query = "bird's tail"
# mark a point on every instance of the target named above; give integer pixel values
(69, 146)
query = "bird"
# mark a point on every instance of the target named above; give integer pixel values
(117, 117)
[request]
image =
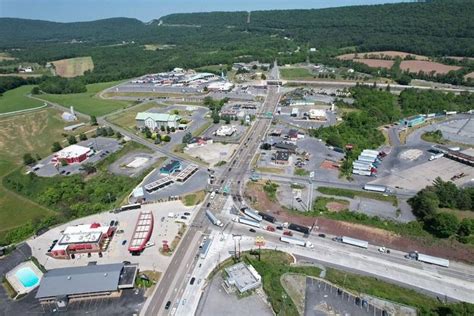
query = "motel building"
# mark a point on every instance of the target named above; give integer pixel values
(86, 238)
(72, 154)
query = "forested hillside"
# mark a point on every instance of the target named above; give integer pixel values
(438, 28)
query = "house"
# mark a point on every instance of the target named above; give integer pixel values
(282, 157)
(154, 121)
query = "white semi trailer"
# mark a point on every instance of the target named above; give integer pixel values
(214, 219)
(296, 241)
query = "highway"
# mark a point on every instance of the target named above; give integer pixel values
(172, 285)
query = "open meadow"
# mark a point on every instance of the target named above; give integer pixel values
(16, 100)
(27, 133)
(73, 67)
(88, 102)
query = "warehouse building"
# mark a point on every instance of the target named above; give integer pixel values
(154, 121)
(171, 167)
(61, 285)
(243, 277)
(72, 154)
(86, 238)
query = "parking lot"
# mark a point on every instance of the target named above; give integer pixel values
(198, 181)
(165, 228)
(102, 147)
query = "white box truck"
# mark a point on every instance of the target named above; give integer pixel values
(296, 241)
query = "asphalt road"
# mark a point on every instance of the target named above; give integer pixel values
(184, 259)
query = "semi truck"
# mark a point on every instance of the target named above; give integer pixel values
(296, 241)
(375, 188)
(252, 214)
(362, 172)
(214, 220)
(247, 221)
(428, 259)
(354, 242)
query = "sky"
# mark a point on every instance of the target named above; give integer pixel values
(147, 10)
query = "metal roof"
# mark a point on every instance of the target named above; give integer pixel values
(80, 280)
(158, 117)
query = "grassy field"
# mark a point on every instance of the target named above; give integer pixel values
(364, 194)
(194, 198)
(16, 99)
(127, 119)
(73, 67)
(295, 73)
(34, 133)
(88, 102)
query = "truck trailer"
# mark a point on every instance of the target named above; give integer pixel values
(252, 214)
(355, 242)
(247, 221)
(296, 241)
(213, 219)
(375, 188)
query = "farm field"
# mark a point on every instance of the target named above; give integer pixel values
(73, 67)
(295, 73)
(88, 102)
(34, 133)
(16, 99)
(426, 66)
(376, 63)
(381, 55)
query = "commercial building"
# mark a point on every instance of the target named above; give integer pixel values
(220, 86)
(282, 157)
(154, 121)
(225, 130)
(61, 285)
(316, 114)
(243, 277)
(86, 238)
(72, 154)
(171, 167)
(142, 233)
(412, 121)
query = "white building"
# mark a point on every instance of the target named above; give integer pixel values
(225, 130)
(316, 114)
(154, 121)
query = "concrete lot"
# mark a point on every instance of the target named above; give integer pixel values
(215, 301)
(212, 153)
(418, 177)
(102, 146)
(122, 165)
(150, 259)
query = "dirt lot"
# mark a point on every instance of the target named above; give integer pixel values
(381, 54)
(73, 67)
(449, 249)
(376, 63)
(426, 66)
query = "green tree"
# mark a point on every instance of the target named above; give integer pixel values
(82, 137)
(56, 147)
(28, 159)
(187, 138)
(35, 90)
(93, 120)
(444, 224)
(72, 140)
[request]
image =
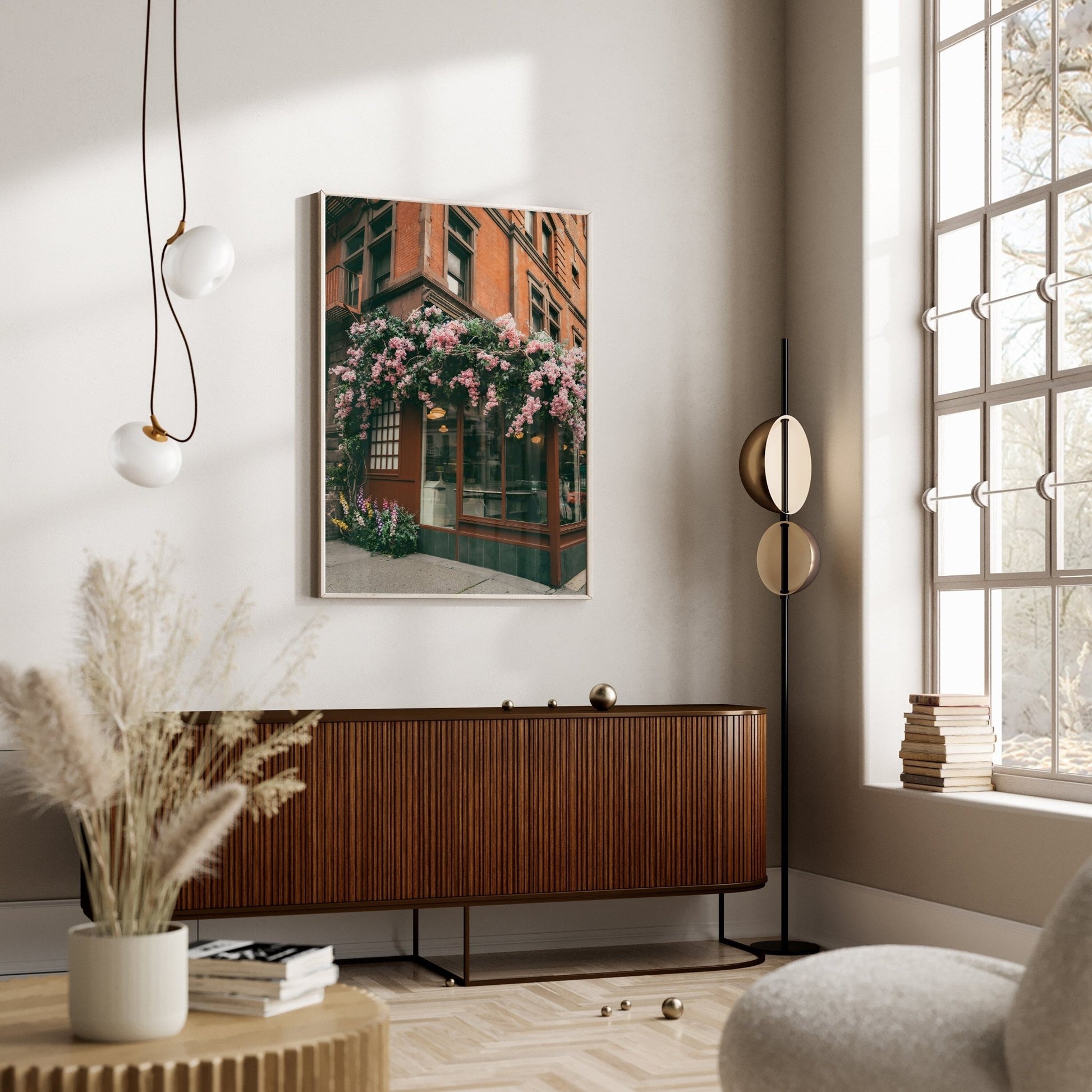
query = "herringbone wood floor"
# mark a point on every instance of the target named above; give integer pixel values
(549, 1036)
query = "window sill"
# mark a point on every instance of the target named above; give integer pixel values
(1016, 802)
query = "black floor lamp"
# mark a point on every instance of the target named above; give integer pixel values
(776, 469)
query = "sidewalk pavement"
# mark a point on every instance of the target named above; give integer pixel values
(353, 570)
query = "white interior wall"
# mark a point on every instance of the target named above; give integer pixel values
(664, 120)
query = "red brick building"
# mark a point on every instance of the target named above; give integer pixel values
(516, 505)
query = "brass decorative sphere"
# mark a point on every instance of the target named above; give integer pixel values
(603, 696)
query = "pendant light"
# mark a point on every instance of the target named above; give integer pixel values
(192, 263)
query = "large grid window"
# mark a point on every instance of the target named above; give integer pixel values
(386, 424)
(1011, 319)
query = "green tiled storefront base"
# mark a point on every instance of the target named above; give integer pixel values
(506, 557)
(526, 562)
(436, 543)
(573, 561)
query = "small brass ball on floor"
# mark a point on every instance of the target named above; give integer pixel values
(603, 696)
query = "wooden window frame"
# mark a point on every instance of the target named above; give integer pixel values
(989, 394)
(460, 242)
(370, 244)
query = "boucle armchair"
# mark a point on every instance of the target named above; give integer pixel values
(906, 1019)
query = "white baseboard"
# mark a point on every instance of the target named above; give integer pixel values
(837, 914)
(34, 935)
(833, 913)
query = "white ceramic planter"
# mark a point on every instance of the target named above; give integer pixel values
(128, 989)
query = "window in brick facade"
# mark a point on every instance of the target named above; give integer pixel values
(380, 264)
(460, 241)
(354, 268)
(538, 310)
(383, 222)
(386, 425)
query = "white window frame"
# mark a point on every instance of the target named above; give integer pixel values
(988, 394)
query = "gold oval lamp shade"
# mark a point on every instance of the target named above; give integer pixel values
(803, 558)
(760, 465)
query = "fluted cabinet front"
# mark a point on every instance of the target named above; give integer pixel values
(419, 809)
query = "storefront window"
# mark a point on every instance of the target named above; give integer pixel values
(572, 466)
(438, 490)
(525, 476)
(482, 482)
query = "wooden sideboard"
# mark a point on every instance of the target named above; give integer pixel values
(462, 807)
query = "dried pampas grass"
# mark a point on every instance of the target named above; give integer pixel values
(189, 839)
(151, 793)
(68, 757)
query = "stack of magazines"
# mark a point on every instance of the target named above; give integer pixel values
(258, 980)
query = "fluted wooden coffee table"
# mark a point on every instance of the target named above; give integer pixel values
(338, 1047)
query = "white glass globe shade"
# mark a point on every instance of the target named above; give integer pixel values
(142, 460)
(198, 261)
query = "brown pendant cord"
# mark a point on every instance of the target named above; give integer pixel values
(148, 221)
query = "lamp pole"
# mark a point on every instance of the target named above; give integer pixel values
(784, 946)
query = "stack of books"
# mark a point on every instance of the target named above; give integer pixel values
(258, 980)
(948, 746)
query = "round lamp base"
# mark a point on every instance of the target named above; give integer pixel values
(788, 948)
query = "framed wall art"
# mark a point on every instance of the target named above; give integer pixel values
(453, 434)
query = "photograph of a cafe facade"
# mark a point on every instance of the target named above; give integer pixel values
(517, 505)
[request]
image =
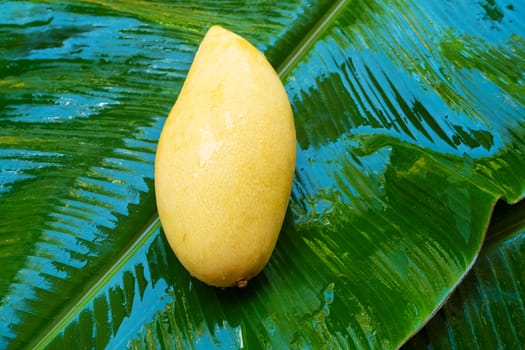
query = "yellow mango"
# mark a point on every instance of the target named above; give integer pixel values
(225, 162)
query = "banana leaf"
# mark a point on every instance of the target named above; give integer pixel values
(486, 311)
(410, 120)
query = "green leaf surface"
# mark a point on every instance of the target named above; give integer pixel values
(487, 310)
(410, 121)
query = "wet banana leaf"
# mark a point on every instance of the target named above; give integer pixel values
(486, 311)
(410, 120)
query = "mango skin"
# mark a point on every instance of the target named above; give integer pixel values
(225, 162)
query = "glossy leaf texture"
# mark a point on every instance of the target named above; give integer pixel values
(487, 310)
(410, 120)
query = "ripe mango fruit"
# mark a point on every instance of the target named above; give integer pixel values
(225, 162)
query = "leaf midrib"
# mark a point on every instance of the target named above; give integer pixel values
(45, 337)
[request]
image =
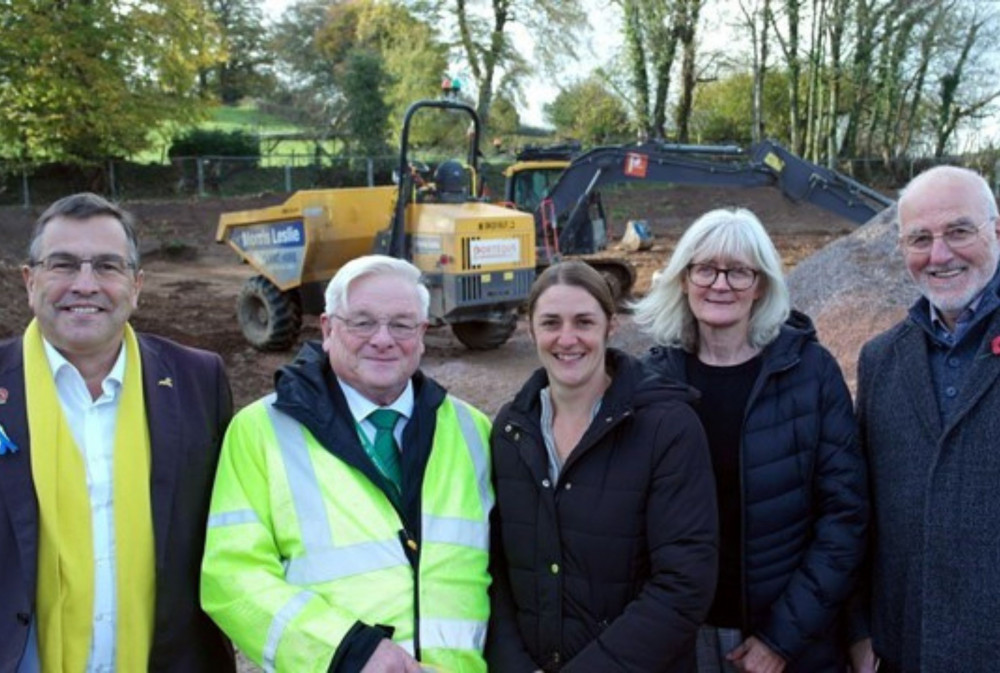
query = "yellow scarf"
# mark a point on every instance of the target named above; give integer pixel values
(65, 546)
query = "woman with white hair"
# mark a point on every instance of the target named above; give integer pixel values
(791, 484)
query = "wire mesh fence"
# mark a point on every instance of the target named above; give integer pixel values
(193, 177)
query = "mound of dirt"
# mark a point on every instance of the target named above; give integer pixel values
(854, 288)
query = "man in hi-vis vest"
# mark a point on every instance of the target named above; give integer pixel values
(349, 520)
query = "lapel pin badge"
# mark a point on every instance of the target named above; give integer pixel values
(6, 446)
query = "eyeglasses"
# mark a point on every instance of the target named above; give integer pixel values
(366, 327)
(738, 278)
(104, 267)
(956, 237)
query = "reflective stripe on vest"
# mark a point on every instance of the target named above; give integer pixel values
(277, 628)
(450, 530)
(456, 634)
(322, 560)
(236, 517)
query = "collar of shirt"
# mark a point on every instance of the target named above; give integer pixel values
(361, 406)
(69, 381)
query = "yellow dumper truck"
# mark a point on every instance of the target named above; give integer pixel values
(477, 259)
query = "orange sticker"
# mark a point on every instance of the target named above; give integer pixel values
(635, 165)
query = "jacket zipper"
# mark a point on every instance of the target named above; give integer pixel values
(412, 551)
(765, 373)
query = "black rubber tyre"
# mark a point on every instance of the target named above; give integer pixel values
(484, 335)
(270, 319)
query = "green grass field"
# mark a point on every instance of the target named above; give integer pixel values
(275, 150)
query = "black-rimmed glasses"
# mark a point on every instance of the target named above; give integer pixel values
(738, 277)
(102, 266)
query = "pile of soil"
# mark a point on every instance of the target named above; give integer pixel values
(191, 283)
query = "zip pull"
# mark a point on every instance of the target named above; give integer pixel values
(410, 546)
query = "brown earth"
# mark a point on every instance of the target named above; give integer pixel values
(191, 284)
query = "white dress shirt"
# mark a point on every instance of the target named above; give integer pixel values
(92, 423)
(361, 406)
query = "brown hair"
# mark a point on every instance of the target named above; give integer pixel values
(575, 274)
(84, 206)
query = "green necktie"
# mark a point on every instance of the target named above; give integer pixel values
(385, 453)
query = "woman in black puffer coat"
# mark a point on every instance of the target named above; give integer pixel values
(790, 477)
(605, 525)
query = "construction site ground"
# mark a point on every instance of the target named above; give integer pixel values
(191, 283)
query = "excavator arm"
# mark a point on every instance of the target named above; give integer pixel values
(767, 164)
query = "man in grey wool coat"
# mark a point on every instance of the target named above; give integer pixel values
(929, 412)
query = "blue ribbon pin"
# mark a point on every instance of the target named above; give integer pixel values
(6, 446)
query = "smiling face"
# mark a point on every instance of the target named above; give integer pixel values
(377, 366)
(719, 307)
(950, 279)
(570, 331)
(80, 314)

.....

Scan the records above for the string "trailer", then report every line that contains it.

query = "white semi trailer"
query = "truck trailer"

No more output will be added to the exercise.